### Excerpted text
It happens every year at about this time. We look back at the months that have passed and try to sort out what went right, what went wrong, what surprised us, what bored us, and what we wish we could do again.
From that simple assessment, we start looking ahead to a fresh, new start. We jot down a handful of New Year’s resolutions that say to others (but mostly to ourselves): These are the goals I’m going to achieve this year.
Most goals involve self-improvement. We vow to start the year by replacing unhealthy habits with healthy ones. Or we identify our shortcomings and want to erase them in favor of becoming someone we perceive as “better.” We want fitter bodies, cleaner houses, larger bank accounts, stronger skills, sharper minds, and happier families—and, by the way, we don’t want to wait until February to see a difference.
Of course, we don’t need a new year to turn over a new leaf and start working toward a goal. All we really need is that one moment when we make a decision or a choice that is different from the decision or choice we’ve always made before. However, with a new year in front of us, let’s be old-school and set the timer to begin on January 1.
Goal setting has become a business. Experts help ordinary people identify, articulate, and attain what they want. They offer theories and systems and templates and blogs and articles and seminars and books and coaches to nudge you toward achievement. Some methods are sensible and straightforward, some are trendy and complex. Just google “setting goals” and you’ll see what I mean.
here doesn’t seem to be just one right way. If you look at the many resources out there and compare the advice of different experts, there are a lot of similarities across methods and theories. Setting goals doesn’t have to be complicated. Start by thinking about these simple questions.
Whose Goal Is It?

[Data entries]
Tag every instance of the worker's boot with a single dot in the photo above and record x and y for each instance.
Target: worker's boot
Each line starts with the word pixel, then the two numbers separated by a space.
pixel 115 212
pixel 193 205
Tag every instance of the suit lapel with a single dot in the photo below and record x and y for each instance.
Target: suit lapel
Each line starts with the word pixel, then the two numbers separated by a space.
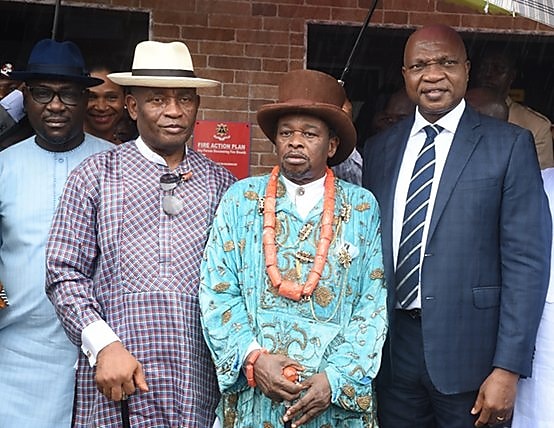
pixel 464 143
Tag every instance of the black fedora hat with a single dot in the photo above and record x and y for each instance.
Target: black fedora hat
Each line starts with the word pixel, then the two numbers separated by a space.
pixel 54 60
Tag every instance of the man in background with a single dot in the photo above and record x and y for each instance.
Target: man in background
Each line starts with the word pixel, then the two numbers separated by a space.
pixel 497 71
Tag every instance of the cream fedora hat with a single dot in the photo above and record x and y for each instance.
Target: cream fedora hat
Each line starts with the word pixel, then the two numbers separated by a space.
pixel 162 65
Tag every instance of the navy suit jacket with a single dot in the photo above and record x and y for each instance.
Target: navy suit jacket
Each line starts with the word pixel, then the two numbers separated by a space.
pixel 487 260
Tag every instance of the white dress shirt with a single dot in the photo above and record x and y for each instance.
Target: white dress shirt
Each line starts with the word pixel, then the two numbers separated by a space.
pixel 443 142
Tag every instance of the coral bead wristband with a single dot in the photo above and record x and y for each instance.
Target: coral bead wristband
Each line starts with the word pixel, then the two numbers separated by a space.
pixel 249 365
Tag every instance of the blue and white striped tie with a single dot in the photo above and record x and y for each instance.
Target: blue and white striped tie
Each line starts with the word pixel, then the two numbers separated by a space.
pixel 409 250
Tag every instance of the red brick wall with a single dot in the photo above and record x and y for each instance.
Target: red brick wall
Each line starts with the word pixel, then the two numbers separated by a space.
pixel 248 44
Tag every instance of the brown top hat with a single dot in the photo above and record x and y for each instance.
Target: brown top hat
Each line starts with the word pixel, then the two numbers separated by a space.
pixel 317 94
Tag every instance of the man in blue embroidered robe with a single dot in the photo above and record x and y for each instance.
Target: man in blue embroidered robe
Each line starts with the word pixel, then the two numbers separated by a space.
pixel 253 326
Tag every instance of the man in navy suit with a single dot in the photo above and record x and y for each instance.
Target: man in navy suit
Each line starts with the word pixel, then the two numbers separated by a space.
pixel 462 337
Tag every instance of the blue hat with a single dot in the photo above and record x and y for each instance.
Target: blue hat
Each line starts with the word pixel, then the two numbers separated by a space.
pixel 53 60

### Your objective
Answer these questions about the text on goal setting:
(a) What do most goals involve?
(b) On what date does the text suggest setting the timer to begin?
(c) What does the text say setting goals doesn't have to be?

### Result of the task
(a) Self-improvement.
(b) January 1.
(c) Complicated.